▸ What is needed
Rewrite the records starting with the line containing "The service MUST place one dot on the giant" and going on through the line containing "x=569, y=303", replacing every "The service" with "The system" and keeping everything else the same. Leave the pictures out of your answer.

▸ Records
##########

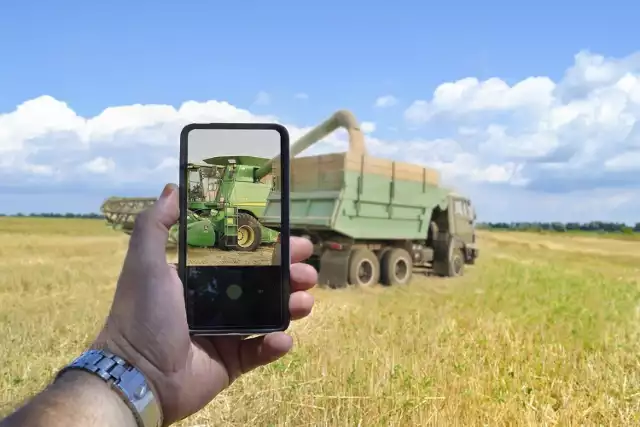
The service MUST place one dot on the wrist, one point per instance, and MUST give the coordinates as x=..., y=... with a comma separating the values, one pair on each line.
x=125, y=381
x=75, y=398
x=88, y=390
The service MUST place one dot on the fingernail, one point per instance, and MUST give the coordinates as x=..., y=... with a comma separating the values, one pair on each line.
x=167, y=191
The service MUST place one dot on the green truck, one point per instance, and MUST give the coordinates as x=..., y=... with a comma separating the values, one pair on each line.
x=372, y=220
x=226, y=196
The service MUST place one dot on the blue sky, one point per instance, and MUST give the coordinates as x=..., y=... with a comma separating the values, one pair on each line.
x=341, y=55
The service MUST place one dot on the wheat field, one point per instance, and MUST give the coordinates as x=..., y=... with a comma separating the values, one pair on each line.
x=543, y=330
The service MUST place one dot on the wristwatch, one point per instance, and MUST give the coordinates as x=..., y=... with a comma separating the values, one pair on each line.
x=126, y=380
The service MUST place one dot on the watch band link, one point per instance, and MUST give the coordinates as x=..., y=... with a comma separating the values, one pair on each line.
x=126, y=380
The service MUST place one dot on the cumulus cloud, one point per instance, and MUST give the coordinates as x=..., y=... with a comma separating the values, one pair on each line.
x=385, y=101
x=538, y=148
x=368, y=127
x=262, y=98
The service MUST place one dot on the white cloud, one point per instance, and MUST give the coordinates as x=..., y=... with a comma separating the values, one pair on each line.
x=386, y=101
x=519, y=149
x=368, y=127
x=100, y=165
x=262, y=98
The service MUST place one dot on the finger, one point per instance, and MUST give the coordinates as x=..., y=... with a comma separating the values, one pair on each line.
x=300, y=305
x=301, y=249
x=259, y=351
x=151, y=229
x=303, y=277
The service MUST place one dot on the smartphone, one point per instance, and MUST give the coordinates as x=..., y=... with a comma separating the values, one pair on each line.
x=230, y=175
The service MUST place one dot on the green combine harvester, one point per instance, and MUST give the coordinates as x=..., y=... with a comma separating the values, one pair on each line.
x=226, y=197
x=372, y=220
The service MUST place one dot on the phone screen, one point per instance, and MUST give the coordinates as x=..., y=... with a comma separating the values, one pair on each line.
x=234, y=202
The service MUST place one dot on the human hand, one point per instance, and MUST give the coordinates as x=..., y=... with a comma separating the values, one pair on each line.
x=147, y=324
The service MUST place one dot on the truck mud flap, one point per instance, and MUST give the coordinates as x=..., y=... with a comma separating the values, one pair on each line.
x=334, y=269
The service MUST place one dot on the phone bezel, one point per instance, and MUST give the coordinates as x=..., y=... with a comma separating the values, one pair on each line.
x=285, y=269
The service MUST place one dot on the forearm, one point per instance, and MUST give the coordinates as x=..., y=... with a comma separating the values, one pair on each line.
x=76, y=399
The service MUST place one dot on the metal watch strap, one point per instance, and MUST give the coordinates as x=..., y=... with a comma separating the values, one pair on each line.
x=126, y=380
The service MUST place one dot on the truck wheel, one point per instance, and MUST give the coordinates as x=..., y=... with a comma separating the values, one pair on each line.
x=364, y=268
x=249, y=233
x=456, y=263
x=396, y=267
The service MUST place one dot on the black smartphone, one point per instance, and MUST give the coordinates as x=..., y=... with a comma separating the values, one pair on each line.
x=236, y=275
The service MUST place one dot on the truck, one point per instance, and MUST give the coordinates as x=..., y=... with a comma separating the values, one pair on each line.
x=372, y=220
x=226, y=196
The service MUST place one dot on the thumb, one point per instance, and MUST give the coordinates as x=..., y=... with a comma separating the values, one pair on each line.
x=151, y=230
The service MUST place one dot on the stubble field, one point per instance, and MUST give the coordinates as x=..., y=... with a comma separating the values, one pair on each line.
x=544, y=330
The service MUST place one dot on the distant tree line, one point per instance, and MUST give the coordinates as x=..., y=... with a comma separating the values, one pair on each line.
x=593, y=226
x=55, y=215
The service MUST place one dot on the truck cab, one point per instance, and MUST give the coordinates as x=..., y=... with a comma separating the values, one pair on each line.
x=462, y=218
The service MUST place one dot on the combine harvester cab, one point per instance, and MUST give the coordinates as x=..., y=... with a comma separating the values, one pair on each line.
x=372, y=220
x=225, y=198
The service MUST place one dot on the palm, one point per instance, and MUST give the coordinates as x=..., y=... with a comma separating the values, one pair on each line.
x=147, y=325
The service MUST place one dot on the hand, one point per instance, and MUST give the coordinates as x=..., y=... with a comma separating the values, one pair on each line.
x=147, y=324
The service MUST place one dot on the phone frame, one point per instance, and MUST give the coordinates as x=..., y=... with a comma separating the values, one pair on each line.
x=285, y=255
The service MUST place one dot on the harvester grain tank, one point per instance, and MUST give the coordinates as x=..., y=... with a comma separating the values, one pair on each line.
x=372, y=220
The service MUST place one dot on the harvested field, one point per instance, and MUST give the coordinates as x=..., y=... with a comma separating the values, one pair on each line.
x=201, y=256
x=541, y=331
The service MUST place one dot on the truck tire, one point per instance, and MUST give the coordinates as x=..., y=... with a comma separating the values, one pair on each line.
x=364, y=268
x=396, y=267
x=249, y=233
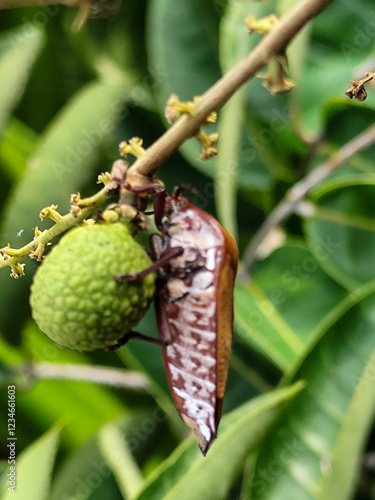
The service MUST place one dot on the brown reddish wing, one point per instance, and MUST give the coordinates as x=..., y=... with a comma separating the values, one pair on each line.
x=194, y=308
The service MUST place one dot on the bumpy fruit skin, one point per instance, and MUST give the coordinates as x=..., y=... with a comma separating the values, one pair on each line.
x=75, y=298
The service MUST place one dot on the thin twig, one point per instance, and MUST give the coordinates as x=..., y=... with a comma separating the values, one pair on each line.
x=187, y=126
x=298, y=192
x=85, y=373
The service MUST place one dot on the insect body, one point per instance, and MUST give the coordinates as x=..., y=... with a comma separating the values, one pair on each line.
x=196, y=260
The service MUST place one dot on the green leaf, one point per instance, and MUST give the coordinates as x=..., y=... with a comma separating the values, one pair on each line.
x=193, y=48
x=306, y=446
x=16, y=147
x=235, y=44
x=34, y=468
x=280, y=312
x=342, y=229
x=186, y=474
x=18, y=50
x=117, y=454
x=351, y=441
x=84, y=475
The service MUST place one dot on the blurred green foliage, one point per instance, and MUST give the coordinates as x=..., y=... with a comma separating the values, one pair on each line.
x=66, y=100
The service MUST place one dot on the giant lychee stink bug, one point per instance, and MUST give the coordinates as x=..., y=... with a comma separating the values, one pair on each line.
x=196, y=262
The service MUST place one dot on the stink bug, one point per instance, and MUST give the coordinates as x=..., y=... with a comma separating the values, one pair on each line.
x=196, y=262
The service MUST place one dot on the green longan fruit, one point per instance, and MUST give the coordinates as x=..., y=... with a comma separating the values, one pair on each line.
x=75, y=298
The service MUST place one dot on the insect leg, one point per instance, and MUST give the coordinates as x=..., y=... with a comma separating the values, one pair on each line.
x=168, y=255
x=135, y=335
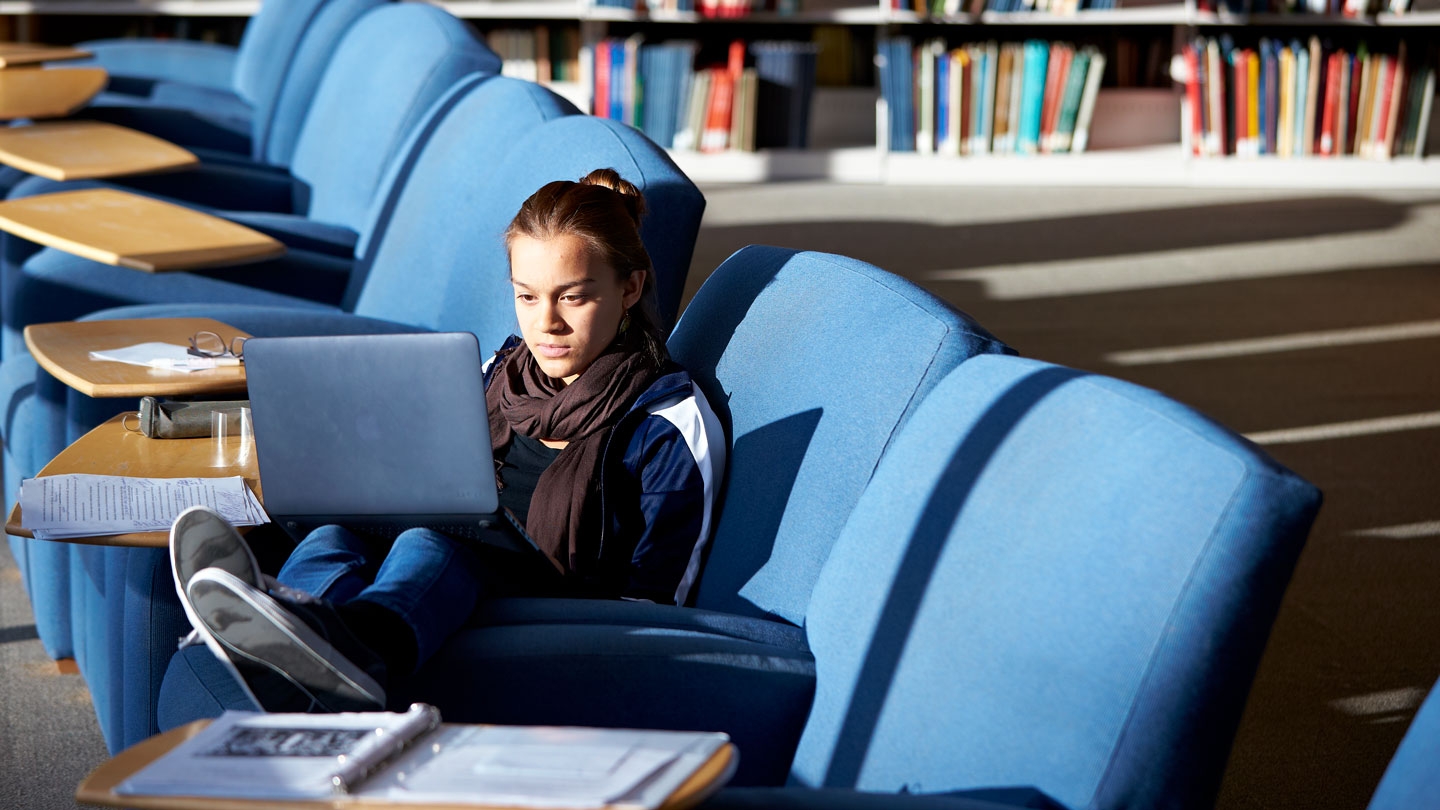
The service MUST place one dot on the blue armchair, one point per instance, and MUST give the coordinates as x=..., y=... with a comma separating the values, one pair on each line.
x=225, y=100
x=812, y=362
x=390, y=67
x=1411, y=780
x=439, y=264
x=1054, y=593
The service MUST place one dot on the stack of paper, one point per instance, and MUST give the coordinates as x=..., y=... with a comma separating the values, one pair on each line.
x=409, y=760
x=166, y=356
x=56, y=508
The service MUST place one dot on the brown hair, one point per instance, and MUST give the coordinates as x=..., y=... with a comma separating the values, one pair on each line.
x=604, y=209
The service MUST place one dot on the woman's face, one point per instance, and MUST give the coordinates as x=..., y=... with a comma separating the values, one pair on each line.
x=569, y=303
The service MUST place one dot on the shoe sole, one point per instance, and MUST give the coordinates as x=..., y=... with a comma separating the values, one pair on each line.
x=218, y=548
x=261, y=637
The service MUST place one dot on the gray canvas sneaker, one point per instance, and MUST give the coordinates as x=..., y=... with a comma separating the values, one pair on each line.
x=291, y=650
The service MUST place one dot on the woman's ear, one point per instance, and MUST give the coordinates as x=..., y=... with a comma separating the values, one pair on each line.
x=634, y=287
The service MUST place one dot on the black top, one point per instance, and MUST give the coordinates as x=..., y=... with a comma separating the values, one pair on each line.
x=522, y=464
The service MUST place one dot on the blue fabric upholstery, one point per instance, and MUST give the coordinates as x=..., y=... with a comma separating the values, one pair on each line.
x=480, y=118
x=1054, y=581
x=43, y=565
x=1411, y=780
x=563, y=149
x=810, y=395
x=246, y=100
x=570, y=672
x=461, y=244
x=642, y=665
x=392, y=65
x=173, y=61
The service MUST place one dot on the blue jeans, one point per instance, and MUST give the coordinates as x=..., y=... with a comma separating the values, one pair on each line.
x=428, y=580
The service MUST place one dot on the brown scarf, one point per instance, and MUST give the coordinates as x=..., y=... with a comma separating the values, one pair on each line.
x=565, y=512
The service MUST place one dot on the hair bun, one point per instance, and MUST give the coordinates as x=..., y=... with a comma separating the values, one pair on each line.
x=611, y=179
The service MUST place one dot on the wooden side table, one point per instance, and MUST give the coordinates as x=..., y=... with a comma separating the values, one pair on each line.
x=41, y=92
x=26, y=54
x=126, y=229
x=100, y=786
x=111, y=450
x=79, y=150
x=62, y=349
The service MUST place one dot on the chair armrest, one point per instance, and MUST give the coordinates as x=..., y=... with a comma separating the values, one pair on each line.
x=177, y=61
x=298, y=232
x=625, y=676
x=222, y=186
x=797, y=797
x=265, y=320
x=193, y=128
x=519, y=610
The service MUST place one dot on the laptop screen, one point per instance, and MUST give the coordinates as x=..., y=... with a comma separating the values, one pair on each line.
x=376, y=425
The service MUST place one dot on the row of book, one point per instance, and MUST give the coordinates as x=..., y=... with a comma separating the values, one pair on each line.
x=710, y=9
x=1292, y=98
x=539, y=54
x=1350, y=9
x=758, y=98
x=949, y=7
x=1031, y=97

##########

▸ Task response
The system MUST place one dot on the giant lychee stink bug, one point per instance, and MUST give the coordinates as x=..., y=... with a comma separating the values, one pair on each line.
x=196, y=262
The system MUST place one dot on the stink bug, one point per instance, and MUST give the coordinates as x=..., y=... with a comma separating the values, one pair on each line.
x=196, y=262
The system MUST place one dot on the green longan fruit, one point per instance, and MUST give the coordinates as x=..., y=... with a comma separating the values, one pair on each line.
x=75, y=298
The system MUST place one dot on the insect leg, one point per instance, and MUST give the coordinates as x=..., y=... with a comma separating the values, one pair on each line.
x=168, y=255
x=135, y=335
The system MUST place one dot on the blue armchair, one point per instance, and MUST give the coordinates as x=..., y=... with a comma separating the values, one pair on each line.
x=225, y=100
x=812, y=362
x=390, y=67
x=1411, y=780
x=439, y=264
x=1054, y=593
The system MUST place one dot on the stack of paper, one point per instance, and MUST give the coordinates as x=..., y=... with a comma separating the values, one pair on each line.
x=409, y=760
x=166, y=356
x=56, y=508
The system MUST place one dot on the brown hair, one point per instance, and MUST give the coordinates as x=..., y=... with a comma separating the values, one pair on each line.
x=604, y=209
The system MUST place one dot on the woman's face, one point per instance, and MUST give the coordinates as x=..., y=... with a comma separating the values, one pair on each line.
x=569, y=303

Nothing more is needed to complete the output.